Quoted text:
============================================================

Pundits are seeing revolution everywhere in Bangladesh these days. First there was the Shahbag revolution, which was supposed to start the second liberation war. Now there is the Hefazot revolution, which is turning Bangladesh into Afghanistan via Syria. And then there has been all the speculation about disturbances in the force. In between, pundits (and fellow bloggers) have seen black-and-white birds, various flags, and politics that keep on getting deeper. For all that talk, I think the most likely path of political change in Bangladesh is still through an election participated by both main parties. I am going to eschew various deep analysis of these revolutions, and focus on some simple political calculations.
As of 4th February 2013, Bangladeshi politics was pretty much where it was on the same day 12 years earlier. The ruling AL and the opposition BNP had similar support base — about 40%. Smaller parties accounted for the rest. Ershad couldn’t be trusted, but both main parties knew that he still commanded enough vote that could upset any calculation. Jamaat was formally in alliance with BNP, but it was as much a liability as an asset — BNP wanted to maintain the relationship, without publicising it. Smaller left parties provided symbolic values for AL, but meant nothing for its votes.
Both parties had geographic pockets of support — Bogra-Noakhali-Chittagong for one side, swaths of south Bengal for the other. These gave each side 60-70 seats as a starting point. Each also had areas of weakness. BNP was particularly weak in Sylhet, AL in north Bengal.
The election was all about the rest of the country — greater Jessore-Pabna-Dhaka-Mymensingh-Comilla. Within these, the more urban an area, the more popular was the opposition BNP. The urbanites didn’t like the Hasina’s heavy handed attitude. They complained about civil amenities. They liked BNP’s moderation. They were ready to return BNP to power. Rural voters, on the other hand, were solidly with AL because of farmer friendly policy, which kept prices steady while production rose and natural disasters were tackled efficiently.
That was the scenario in the first week of February 2013, as was the case in 2001. In 2001, BNP solidified its alliance with Jamaat, persuaded enough of Ershad’s followers to join its side, and made use of media, civil society and foreign powers that it was a more dependable ‘party of governance’. Result — 2001 election victory.
Up until Shahbag, BNP was copying exactly the same playbook. It called the occasional hartal or long march to keep its party workers active. But its real game was elsewhere. Khaleda was touring India and west, writing op eds and papers about the importance of co-operation and friendship and foreign intervention to save Bangladesh. Mirza Fakhrul was rekindling old friendship with Matiur-Mahfuz. Jamaat alliance was talked down. The cities were ready to vote BNP again, and everyone was focussing on smaller towns and villages in the ‘middle Bangladesh’.

============================================================

Information provided:
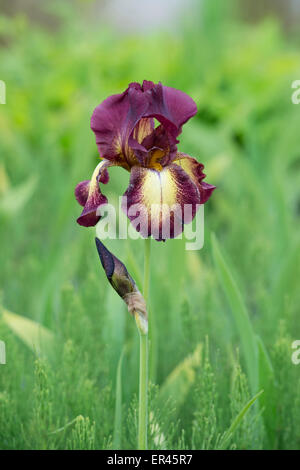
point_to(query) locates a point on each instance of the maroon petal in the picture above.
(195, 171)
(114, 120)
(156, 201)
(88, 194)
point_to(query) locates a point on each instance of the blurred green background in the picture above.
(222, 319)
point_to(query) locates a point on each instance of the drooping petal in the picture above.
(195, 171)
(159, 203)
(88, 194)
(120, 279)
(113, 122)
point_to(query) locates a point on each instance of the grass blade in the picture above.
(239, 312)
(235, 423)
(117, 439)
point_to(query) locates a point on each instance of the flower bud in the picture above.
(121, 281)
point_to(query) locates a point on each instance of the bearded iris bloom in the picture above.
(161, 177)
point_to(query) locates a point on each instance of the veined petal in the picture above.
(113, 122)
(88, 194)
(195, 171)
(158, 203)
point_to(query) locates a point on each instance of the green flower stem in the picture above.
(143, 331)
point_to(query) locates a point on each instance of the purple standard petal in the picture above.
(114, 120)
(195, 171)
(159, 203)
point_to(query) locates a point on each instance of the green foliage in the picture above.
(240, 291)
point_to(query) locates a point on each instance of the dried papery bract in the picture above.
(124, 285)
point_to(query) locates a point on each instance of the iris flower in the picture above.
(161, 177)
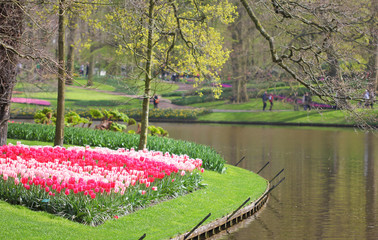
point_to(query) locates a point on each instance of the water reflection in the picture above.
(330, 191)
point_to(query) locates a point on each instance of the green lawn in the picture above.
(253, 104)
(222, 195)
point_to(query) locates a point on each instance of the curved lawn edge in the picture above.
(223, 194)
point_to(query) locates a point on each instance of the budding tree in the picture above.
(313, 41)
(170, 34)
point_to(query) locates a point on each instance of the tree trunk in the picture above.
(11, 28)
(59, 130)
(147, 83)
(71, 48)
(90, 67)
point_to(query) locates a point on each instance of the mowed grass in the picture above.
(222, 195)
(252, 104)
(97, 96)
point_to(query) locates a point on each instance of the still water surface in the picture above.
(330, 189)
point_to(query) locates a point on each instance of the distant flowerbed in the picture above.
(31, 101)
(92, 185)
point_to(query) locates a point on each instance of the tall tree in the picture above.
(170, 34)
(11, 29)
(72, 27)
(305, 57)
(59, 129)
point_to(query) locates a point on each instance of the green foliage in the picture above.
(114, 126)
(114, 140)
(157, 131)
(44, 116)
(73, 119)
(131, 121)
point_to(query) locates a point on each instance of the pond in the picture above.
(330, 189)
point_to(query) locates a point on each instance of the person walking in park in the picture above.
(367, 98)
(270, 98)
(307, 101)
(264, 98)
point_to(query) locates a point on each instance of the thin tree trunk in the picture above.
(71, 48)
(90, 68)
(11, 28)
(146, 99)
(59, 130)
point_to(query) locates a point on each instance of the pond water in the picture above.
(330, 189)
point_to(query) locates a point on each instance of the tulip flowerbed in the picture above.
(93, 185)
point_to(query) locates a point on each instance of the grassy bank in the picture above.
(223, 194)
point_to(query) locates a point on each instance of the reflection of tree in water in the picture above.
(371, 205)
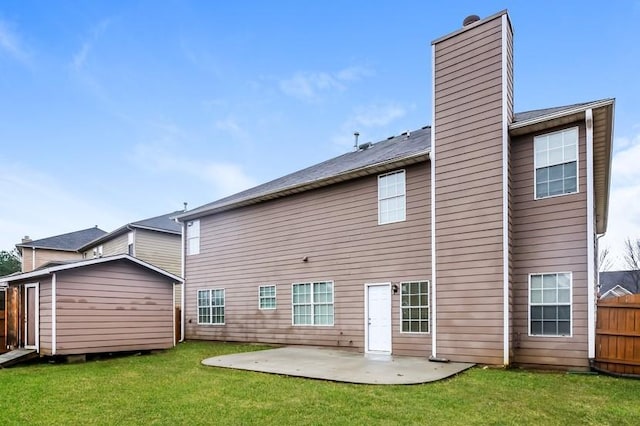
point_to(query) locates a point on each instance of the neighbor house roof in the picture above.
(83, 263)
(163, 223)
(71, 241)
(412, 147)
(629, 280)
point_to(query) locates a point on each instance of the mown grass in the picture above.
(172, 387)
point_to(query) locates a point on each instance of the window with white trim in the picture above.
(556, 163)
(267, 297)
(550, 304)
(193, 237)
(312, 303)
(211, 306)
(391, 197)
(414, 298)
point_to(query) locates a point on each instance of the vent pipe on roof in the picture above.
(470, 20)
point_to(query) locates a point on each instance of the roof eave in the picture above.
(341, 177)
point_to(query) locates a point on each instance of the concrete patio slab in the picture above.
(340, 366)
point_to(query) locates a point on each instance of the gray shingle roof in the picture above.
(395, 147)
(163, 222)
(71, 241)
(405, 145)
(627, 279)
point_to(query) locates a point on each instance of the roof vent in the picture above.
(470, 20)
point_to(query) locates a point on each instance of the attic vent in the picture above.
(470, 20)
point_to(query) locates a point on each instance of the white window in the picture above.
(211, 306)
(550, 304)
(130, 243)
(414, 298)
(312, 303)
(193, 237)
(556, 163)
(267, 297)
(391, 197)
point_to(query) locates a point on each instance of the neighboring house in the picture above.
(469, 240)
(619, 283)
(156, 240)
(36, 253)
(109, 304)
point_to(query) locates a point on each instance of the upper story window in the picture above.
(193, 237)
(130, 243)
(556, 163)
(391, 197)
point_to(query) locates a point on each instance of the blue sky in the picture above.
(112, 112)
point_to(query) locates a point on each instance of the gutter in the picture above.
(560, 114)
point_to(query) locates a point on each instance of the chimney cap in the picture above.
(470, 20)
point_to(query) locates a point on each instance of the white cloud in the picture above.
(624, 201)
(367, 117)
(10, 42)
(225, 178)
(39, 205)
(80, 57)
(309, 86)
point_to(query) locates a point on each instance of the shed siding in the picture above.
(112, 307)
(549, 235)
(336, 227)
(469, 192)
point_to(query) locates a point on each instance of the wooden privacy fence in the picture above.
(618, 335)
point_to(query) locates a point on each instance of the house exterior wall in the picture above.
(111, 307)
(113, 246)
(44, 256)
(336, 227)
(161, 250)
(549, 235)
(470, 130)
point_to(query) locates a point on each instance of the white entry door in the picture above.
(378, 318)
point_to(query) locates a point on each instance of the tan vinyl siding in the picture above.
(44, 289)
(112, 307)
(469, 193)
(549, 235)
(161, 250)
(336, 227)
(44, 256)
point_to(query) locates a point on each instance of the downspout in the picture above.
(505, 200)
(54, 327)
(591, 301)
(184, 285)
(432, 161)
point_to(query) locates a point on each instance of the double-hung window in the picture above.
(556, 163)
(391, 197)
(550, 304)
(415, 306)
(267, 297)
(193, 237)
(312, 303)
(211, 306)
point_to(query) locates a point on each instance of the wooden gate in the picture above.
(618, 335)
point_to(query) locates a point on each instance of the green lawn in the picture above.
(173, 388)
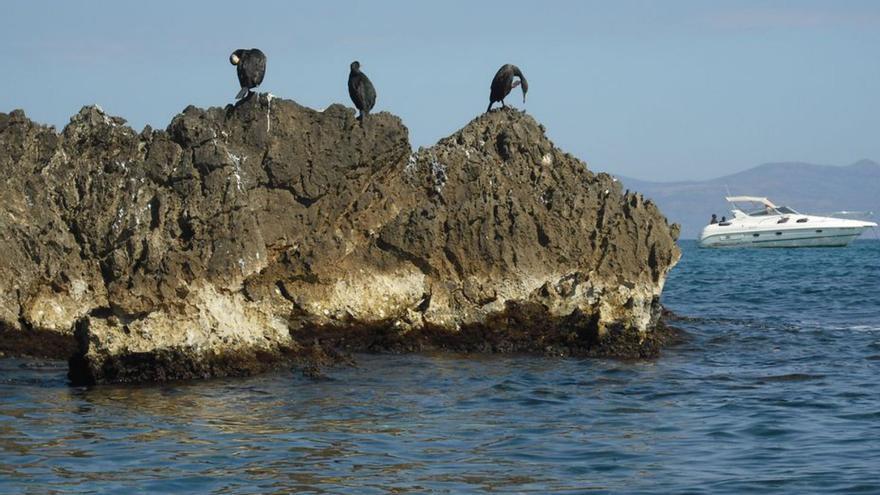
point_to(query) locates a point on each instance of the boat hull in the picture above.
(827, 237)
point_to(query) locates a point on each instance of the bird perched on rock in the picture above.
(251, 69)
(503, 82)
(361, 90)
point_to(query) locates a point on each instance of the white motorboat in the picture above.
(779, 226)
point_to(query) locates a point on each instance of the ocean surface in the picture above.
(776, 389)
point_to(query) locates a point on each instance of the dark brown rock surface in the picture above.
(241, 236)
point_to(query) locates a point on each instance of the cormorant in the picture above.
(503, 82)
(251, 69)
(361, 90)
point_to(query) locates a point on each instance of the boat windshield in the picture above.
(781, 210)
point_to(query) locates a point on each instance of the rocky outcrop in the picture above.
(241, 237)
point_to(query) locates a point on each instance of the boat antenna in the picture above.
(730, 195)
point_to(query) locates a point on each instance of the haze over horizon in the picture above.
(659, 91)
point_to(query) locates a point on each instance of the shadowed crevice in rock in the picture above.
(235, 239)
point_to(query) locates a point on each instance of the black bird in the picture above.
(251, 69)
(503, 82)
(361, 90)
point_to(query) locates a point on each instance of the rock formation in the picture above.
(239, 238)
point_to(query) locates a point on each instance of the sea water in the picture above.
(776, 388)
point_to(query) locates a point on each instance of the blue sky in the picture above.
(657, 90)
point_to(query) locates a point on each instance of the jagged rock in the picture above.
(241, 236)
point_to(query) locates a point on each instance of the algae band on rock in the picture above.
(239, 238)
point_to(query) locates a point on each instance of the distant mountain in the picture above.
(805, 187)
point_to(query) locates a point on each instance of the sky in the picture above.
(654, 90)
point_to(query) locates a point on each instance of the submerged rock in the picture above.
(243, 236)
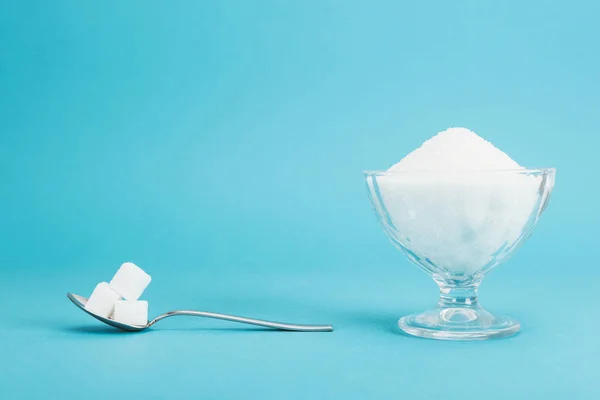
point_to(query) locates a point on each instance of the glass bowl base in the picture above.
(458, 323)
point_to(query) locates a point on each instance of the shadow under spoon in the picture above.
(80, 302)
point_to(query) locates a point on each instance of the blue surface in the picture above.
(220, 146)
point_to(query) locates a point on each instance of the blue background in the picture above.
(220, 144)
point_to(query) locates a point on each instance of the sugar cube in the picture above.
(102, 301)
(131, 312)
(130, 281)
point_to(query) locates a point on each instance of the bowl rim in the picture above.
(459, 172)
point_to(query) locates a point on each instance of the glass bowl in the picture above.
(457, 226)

============================================================

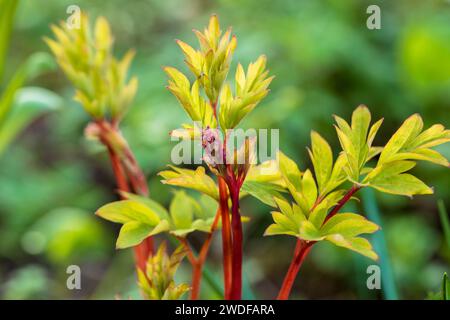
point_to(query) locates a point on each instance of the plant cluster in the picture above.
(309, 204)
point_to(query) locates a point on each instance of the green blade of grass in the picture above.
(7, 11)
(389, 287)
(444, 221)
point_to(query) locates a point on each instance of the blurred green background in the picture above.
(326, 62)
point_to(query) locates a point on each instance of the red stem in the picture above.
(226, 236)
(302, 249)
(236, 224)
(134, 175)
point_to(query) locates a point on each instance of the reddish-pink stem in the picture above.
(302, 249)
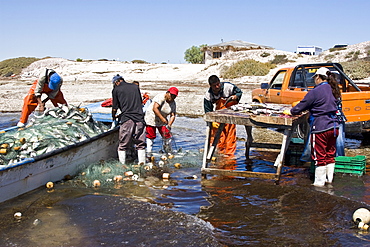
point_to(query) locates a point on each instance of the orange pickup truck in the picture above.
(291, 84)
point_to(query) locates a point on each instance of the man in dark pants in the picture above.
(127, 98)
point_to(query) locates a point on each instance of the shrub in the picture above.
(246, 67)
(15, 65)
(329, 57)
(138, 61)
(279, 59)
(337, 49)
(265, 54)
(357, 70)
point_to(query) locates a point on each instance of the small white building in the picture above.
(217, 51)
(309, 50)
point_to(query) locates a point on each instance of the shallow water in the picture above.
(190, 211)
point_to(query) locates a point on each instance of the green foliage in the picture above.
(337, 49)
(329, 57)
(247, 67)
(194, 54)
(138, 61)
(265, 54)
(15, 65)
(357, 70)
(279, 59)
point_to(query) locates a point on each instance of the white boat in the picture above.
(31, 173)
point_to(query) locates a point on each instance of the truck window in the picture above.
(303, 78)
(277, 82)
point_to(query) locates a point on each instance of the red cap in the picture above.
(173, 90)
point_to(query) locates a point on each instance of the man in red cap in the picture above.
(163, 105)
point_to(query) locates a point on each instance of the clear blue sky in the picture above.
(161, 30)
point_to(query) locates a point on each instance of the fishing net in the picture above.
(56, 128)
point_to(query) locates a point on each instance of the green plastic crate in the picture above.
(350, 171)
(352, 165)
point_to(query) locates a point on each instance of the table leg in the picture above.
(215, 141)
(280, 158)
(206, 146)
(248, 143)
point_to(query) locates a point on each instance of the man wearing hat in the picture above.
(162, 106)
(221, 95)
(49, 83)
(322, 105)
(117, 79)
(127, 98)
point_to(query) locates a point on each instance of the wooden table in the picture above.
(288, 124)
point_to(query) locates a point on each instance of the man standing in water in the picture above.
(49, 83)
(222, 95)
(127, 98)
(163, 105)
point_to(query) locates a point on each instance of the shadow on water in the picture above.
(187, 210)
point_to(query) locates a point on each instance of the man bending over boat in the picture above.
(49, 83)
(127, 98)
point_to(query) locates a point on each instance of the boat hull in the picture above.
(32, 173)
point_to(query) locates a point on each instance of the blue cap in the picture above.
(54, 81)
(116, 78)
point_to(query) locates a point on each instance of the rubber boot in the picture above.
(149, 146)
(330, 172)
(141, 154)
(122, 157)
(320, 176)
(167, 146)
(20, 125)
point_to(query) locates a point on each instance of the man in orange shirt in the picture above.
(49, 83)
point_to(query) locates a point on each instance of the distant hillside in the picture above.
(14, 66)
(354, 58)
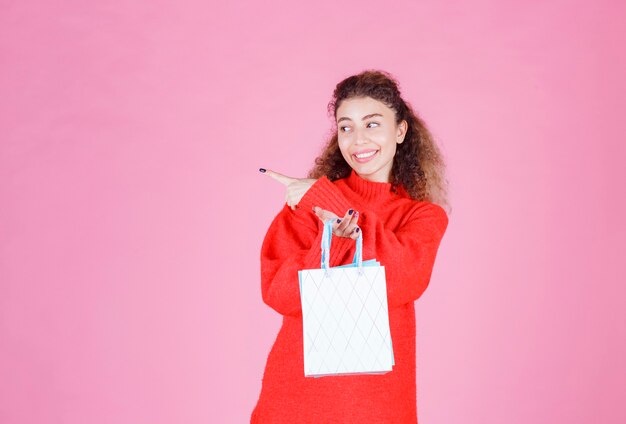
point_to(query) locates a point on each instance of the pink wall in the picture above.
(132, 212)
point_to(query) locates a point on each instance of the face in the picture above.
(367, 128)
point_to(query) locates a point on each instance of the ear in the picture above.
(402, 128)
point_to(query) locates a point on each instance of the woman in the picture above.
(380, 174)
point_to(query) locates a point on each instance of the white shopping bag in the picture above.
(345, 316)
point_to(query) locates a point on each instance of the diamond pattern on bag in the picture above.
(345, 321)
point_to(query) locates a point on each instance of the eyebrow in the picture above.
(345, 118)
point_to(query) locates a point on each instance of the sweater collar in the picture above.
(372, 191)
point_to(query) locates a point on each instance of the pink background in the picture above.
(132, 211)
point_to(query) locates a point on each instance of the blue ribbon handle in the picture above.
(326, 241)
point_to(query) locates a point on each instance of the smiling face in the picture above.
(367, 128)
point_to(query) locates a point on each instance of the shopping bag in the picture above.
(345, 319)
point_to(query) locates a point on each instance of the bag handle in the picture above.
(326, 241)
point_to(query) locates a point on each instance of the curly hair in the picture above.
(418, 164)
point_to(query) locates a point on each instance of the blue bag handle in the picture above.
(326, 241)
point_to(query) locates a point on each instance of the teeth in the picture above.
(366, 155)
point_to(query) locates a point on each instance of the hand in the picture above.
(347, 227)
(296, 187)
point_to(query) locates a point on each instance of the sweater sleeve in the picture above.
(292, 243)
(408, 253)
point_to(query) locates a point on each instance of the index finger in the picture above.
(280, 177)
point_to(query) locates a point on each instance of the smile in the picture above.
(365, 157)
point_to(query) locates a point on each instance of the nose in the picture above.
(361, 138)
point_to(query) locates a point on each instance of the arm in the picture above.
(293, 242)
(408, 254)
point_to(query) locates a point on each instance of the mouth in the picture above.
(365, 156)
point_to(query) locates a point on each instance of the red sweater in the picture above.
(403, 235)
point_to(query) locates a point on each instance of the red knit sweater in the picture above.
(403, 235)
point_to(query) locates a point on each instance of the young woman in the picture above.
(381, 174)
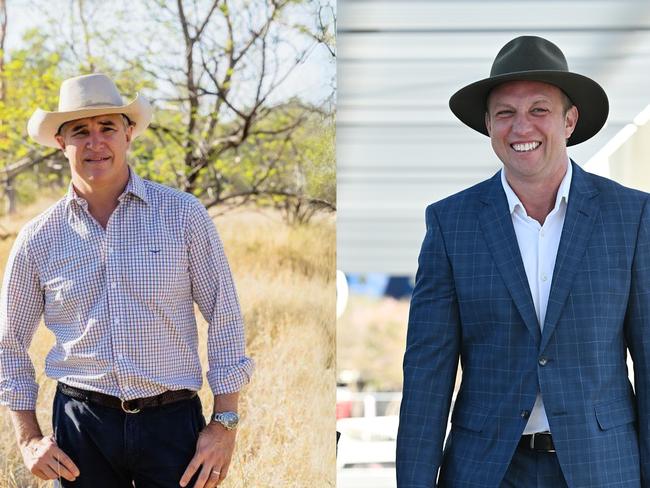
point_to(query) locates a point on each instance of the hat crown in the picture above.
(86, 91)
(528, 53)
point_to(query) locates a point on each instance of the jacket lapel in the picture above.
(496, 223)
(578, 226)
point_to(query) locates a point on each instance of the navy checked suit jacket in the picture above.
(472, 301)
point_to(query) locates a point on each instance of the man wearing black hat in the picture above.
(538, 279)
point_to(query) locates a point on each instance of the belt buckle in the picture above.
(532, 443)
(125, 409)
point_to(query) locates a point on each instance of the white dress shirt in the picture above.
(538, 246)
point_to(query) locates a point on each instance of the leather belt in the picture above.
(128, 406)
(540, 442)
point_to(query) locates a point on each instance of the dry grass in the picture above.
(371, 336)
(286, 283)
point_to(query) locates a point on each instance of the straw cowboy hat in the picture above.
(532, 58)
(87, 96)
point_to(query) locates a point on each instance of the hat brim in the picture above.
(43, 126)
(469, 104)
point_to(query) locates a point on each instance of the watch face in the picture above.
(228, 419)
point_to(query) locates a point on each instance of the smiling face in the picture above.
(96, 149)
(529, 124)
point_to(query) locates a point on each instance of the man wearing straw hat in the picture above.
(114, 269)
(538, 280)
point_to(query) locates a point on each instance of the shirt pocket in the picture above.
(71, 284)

============================================================

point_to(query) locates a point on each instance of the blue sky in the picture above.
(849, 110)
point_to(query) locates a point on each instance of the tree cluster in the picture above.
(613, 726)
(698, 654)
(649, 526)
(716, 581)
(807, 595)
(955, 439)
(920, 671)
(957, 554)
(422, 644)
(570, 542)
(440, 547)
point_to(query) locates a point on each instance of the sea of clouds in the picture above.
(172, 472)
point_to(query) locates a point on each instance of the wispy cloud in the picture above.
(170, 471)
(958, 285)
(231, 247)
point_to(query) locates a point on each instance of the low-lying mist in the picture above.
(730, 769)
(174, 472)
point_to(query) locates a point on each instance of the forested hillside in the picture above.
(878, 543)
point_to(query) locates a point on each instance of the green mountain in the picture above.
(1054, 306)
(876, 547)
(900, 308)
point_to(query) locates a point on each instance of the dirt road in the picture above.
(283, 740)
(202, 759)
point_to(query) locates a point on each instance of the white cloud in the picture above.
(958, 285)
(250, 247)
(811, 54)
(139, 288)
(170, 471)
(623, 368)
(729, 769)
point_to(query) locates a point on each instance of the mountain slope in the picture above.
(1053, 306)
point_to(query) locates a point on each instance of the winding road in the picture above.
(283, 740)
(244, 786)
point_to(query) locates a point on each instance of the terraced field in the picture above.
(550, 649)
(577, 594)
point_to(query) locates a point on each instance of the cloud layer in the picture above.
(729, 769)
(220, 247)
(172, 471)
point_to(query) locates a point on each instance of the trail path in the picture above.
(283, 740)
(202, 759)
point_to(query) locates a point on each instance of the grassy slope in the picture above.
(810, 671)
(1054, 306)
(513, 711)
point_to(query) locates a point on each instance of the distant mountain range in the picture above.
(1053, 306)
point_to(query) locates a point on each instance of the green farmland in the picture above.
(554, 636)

============================================================

Requests:
1/ List the areas that the Bangladesh politics text says made up the rest of the country that the election was all about.
2/ Duplicate the passage of the Bangladesh politics text starting at "As of 4th February" and ending at "in north Bengal.".
The data has no connection to the Bangladesh politics text.

Outputs by task:
1/ Jessore, Pabna, Dhaka, Mymensingh, Comilla

2/
As of 4th February 2013, Bangladeshi politics was pretty much where it was on the same day 12 years earlier. The ruling AL and the opposition BNP had similar support base — about 40%. Smaller parties accounted for the rest. Ershad couldn’t be trusted, but both main parties knew that he still commanded enough vote that could upset any calculation. Jamaat was formally in alliance with BNP, but it was as much a liability as an asset — BNP wanted to maintain the relationship, without publicising it. Smaller left parties provided symbolic values for AL, but meant nothing for its votes.
Both parties had geographic pockets of support — Bogra-Noakhali-Chittagong for one side, swaths of south Bengal for the other. These gave each side 60-70 seats as a starting point. Each also had areas of weakness. BNP was particularly weak in Sylhet, AL in north Bengal.